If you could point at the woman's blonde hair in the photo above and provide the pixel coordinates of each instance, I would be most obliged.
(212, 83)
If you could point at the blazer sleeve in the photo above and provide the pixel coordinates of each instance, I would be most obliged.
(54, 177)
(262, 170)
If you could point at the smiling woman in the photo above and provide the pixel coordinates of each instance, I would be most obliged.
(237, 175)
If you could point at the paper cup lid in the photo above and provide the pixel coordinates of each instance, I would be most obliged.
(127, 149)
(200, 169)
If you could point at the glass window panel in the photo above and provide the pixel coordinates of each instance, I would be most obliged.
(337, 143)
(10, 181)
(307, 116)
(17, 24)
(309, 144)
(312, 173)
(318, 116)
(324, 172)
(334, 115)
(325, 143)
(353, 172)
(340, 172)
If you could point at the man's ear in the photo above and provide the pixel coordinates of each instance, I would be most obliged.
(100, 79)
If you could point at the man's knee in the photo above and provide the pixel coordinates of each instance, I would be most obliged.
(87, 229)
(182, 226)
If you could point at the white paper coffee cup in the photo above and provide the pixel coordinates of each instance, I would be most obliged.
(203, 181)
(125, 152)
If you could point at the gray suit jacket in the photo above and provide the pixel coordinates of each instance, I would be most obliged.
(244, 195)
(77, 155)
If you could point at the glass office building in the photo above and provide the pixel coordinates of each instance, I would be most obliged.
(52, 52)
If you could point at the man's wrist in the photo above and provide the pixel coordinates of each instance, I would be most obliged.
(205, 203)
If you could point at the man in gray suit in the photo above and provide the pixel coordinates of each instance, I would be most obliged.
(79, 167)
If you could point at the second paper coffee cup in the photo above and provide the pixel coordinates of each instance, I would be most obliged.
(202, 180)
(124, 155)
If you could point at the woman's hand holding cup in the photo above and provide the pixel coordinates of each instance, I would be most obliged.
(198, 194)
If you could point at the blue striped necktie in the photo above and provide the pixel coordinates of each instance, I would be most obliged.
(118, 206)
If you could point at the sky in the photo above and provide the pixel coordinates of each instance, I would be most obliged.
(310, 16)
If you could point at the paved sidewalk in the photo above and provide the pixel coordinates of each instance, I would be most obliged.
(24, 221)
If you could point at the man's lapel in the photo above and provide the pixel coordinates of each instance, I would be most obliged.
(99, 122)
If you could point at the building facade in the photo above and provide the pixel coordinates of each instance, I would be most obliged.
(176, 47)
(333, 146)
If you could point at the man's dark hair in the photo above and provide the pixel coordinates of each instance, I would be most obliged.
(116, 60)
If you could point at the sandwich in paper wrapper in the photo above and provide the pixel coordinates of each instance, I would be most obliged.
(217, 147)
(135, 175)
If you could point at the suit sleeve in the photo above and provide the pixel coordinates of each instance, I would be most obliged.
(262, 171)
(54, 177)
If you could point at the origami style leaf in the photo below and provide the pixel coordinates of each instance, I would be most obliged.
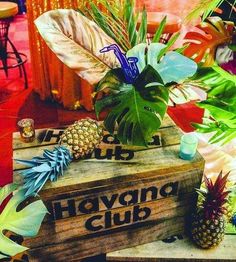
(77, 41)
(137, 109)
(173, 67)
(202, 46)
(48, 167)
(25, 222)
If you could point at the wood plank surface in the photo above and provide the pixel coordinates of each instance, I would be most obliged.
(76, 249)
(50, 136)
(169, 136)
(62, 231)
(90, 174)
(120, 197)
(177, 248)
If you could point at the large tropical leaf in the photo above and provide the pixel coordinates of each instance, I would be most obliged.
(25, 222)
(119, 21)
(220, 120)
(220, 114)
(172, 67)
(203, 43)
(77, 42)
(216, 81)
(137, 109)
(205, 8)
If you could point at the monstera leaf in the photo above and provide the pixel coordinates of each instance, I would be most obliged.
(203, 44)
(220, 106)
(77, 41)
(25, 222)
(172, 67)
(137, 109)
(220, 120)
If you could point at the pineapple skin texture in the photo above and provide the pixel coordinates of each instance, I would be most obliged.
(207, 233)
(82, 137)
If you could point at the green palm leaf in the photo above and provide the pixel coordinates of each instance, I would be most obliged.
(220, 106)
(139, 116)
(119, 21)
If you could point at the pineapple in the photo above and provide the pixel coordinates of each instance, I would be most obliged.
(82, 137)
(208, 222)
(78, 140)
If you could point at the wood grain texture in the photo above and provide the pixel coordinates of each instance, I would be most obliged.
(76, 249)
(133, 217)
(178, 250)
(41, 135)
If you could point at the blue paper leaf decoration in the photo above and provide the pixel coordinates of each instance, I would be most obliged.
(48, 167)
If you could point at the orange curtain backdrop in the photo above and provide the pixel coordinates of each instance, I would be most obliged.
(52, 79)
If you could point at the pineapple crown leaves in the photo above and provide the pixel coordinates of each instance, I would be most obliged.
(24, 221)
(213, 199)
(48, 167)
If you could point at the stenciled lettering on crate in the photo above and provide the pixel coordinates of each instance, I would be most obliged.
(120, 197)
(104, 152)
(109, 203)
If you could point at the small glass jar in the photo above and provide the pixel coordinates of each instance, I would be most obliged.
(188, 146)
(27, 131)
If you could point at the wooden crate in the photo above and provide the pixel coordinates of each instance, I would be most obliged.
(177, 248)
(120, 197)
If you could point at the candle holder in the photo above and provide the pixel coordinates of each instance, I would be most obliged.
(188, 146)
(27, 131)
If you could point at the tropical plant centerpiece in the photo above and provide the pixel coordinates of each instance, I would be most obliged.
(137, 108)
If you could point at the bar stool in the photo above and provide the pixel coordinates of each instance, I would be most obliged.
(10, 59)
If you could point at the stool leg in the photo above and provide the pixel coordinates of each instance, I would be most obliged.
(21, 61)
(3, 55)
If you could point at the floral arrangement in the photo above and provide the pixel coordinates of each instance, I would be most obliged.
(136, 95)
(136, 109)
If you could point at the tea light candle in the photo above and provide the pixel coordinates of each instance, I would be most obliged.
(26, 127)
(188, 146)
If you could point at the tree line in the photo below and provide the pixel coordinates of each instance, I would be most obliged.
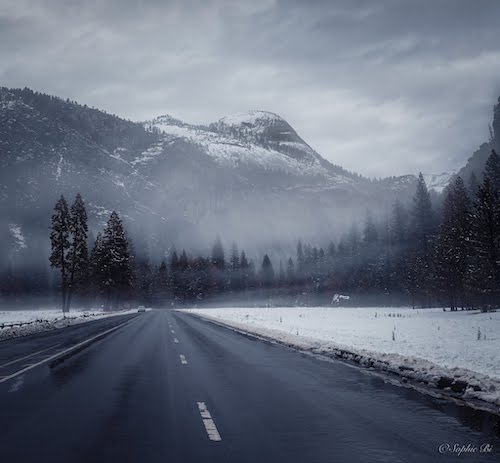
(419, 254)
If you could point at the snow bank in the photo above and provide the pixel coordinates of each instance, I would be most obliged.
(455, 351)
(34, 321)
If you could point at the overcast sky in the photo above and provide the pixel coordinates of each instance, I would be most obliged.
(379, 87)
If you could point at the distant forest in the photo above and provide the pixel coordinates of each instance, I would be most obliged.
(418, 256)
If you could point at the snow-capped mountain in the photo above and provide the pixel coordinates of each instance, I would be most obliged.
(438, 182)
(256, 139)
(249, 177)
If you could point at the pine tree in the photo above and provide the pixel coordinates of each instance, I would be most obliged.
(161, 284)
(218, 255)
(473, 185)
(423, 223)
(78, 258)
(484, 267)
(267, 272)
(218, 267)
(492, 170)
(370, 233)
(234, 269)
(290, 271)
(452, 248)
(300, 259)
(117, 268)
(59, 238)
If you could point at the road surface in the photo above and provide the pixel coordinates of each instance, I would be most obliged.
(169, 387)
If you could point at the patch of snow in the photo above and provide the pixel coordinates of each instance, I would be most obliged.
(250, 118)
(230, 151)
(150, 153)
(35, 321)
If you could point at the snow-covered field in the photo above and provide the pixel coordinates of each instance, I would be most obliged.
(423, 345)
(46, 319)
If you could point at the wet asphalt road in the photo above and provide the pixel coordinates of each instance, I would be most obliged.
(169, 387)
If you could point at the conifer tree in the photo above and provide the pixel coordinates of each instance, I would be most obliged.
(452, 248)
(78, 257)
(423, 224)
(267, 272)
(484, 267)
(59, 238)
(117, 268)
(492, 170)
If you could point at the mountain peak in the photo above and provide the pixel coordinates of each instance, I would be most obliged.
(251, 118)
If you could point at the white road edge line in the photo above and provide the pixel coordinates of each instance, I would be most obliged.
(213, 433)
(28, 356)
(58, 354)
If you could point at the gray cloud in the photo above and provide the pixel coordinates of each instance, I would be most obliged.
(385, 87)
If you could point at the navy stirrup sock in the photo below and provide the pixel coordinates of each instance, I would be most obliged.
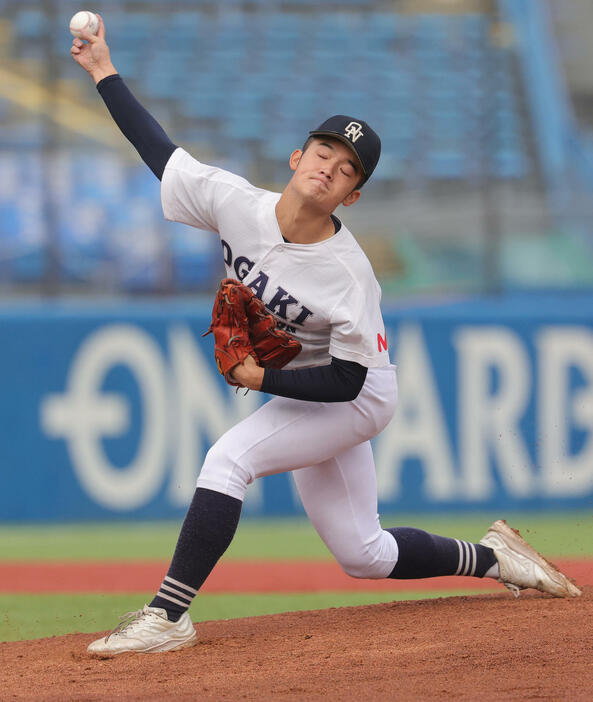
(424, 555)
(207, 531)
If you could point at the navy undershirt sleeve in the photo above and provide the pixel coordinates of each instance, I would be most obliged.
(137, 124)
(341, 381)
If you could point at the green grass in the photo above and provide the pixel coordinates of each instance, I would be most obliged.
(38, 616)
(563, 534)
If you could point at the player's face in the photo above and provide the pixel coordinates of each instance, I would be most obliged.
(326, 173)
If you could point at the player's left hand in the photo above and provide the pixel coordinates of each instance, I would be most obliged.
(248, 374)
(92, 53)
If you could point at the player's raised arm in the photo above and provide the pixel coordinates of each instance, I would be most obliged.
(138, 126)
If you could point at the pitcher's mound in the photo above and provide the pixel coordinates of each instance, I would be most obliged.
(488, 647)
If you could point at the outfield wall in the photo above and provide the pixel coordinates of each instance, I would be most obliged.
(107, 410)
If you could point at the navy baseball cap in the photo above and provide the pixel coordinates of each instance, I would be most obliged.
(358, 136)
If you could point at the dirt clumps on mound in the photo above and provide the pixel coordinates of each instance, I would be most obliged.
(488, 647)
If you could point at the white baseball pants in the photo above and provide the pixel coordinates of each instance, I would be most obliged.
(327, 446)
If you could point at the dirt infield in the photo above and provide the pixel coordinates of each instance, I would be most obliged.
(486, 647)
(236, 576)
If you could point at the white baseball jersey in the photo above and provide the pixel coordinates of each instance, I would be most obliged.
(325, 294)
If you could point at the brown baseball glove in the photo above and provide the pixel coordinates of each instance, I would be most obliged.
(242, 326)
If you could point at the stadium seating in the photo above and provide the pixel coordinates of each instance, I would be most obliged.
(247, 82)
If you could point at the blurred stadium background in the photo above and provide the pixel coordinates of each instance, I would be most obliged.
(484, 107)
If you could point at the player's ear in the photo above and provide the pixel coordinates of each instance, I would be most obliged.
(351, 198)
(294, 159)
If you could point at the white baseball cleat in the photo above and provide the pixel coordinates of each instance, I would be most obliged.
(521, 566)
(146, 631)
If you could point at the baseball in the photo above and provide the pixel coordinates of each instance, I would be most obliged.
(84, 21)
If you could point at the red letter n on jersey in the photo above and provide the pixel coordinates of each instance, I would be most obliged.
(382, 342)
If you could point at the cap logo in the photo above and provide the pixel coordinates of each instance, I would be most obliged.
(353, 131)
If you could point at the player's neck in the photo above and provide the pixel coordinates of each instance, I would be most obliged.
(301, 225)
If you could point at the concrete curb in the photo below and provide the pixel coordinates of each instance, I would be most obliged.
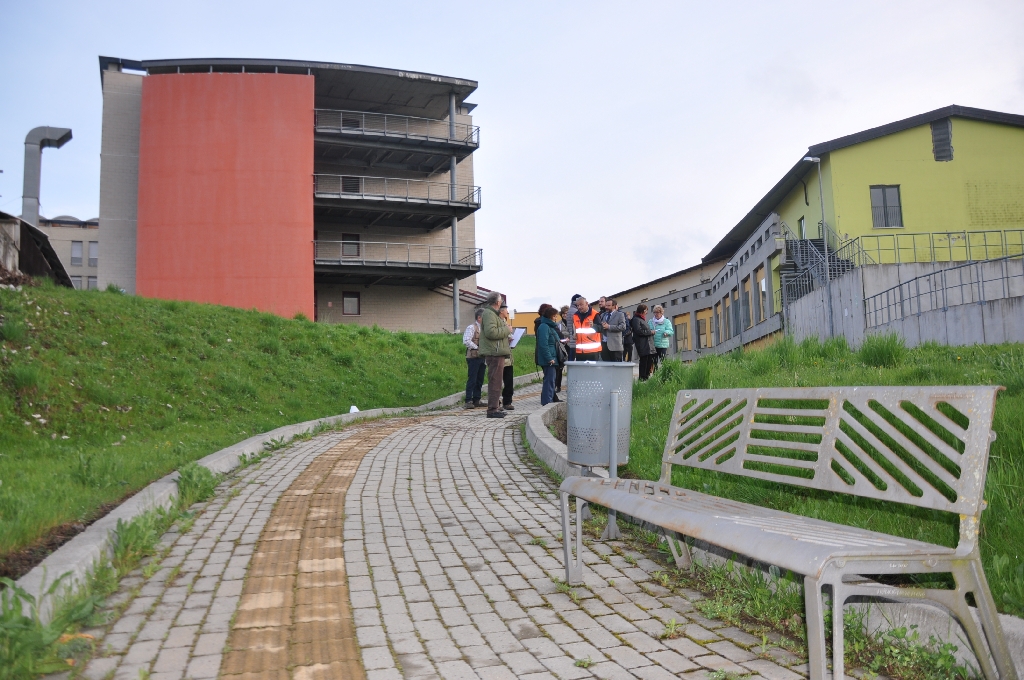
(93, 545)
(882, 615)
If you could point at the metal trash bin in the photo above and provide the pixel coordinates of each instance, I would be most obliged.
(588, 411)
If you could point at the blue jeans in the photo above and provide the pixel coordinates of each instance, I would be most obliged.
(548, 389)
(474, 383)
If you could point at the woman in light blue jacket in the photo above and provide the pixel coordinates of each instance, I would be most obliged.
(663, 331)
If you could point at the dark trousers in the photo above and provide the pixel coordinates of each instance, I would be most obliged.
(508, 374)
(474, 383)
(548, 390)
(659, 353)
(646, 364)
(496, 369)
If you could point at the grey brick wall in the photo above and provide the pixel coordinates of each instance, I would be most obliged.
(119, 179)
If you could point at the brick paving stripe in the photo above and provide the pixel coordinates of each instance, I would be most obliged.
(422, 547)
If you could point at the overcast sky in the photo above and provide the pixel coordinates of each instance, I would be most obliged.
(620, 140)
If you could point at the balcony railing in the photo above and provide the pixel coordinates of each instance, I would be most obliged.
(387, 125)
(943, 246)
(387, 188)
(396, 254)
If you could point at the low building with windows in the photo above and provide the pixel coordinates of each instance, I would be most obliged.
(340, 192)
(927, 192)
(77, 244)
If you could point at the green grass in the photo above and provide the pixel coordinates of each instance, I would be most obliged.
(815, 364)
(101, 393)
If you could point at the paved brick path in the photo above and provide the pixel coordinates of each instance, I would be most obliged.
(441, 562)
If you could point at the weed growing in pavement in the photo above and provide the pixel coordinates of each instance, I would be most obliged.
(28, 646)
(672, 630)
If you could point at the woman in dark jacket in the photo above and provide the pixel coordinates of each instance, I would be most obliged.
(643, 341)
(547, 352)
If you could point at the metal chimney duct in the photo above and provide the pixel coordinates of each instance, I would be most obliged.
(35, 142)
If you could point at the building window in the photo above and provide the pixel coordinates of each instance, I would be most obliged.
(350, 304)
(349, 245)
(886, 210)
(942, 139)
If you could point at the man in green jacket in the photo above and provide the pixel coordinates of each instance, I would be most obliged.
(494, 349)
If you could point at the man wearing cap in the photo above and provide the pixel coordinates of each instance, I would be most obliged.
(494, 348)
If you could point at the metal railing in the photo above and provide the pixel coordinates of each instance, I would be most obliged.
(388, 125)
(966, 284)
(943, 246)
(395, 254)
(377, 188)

□ □ □ □ □ □ □

## What this task involves
Please write out only the lines from the one containing "If you could point at the woman in dark" to the end of the records above, exactly, both ends included.

## Solution to this problem
If you could point at the woman in dark jacket in the photo above and provide the pixel coordinates of each instance, I would be most obliged.
(643, 341)
(547, 352)
If you could point at the metal chimney duct in the photo above and provide the pixel coordinates of each instance, I would be most obliged.
(35, 142)
If you could point at the building window in the photo above and provide the pixel coordinates of each instance, I would be most obliged.
(350, 304)
(349, 245)
(886, 210)
(942, 139)
If you could point at the man in green jacket in the photo above and provide the pixel coordinates of each instance, I would be most obliged.
(494, 349)
If you could point at the man wearing cap in the photo above and provide the pixel coordinates of each instance, I would be most obliged.
(494, 348)
If you could point at the metal railing in the photo above and provide the pixel coordinates of each instance, I would be most obliged.
(388, 125)
(966, 284)
(943, 246)
(395, 254)
(377, 188)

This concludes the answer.